Rewrite the lines below, replacing every "Sample output:" with "Example output:" and leaving everything else untouched.

Point annotation dataset records:
⟨
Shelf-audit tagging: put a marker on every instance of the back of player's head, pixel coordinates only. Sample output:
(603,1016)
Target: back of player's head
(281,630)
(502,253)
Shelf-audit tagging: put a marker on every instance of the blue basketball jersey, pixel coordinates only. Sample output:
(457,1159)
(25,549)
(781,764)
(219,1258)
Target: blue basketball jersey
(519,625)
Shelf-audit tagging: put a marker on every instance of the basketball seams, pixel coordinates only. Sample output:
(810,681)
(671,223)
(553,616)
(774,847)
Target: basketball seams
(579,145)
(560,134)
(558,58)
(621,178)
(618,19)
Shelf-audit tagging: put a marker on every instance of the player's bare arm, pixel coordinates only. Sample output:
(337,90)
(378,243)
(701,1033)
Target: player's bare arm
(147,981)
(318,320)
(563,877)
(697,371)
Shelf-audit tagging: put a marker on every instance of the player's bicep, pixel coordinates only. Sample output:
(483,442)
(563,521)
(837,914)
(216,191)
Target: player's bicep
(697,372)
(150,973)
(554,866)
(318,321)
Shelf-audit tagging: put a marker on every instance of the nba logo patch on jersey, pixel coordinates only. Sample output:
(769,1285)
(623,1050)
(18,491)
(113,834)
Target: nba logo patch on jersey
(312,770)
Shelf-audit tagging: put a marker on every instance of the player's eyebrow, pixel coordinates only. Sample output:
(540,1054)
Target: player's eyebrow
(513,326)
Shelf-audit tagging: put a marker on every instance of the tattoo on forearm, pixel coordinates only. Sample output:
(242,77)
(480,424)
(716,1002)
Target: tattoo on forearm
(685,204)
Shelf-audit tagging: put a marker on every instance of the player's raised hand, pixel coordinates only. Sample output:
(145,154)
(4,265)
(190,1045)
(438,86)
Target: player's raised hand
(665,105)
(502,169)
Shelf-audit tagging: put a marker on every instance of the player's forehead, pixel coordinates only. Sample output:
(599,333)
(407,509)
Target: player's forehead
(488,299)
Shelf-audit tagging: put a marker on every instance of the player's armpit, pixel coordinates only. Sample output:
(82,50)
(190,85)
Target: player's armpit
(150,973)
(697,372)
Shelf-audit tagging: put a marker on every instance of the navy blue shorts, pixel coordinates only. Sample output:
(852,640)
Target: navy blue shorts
⟩
Result below:
Shelf-audit tagging: put a marker on every instance of the back of player's head, pixel coordinates only. Example output:
(603,1016)
Target: back of player's head
(281,630)
(502,253)
Shelf-audit tagging: put a marker on every instance of the blue basketball jersey, pixel coordinates only. Example output:
(457,1159)
(25,549)
(781,764)
(219,1258)
Target: blue basketball jersey
(519,625)
Shelf-audit tagging: put a marker on every instance of the basketball seams, pixel coordinates only. Example output:
(810,681)
(671,223)
(553,616)
(774,847)
Target: basketball seams
(579,145)
(560,134)
(558,58)
(621,178)
(618,19)
Shelf-audit tagging: put a marker on every instance of the player's bare arm, pixel coordinates only. Example output:
(337,90)
(378,243)
(701,1033)
Target: player's bare arm
(147,981)
(318,320)
(563,877)
(697,371)
Shelf-audit tagging: put a marker on every instance of the player's bicep, pixel coordinates only. Example output:
(483,442)
(563,521)
(837,914)
(216,191)
Target: player's bicep
(697,372)
(150,973)
(554,866)
(318,321)
Shelf-audit tagging: put a marker on every instance of the nba logo patch on jersey, pixel coordinates only. Example output:
(769,1285)
(623,1050)
(18,491)
(113,834)
Target: nba logo patch on jersey
(312,770)
Shelf-audit tagging: put a marker on every instance of the player's eyebrow, pixel coordinates only. Example output:
(540,1054)
Target: player's eyebrow
(513,326)
Shelf-audit tagging: put a marker on every instance of the tattoo on forearm, pixel coordinates only. Example output:
(242,77)
(480,424)
(716,1002)
Target: tattoo on forearm
(685,204)
Shelf-audit tagging: put a marker on every instance of the player's raised hand, pixel coordinates only. Example output:
(145,154)
(4,265)
(190,1045)
(438,86)
Target: player's raised hand
(665,105)
(502,169)
Shelf-audit tagging: put a marker on every instance of the player's forehead, pixel coordinates only. Example output:
(599,333)
(407,509)
Target: player's forehead
(488,299)
Shelf-audit tagging: put a marker on every instance of the player's armpit, pixel coordinates only. Example output:
(82,50)
(190,85)
Target: player's armpit
(150,973)
(697,372)
Shelf-audit tagging: put a marker on every instance of the navy blue shorts, pixel coordinates only. Example output:
(852,640)
Target: navy blue shorts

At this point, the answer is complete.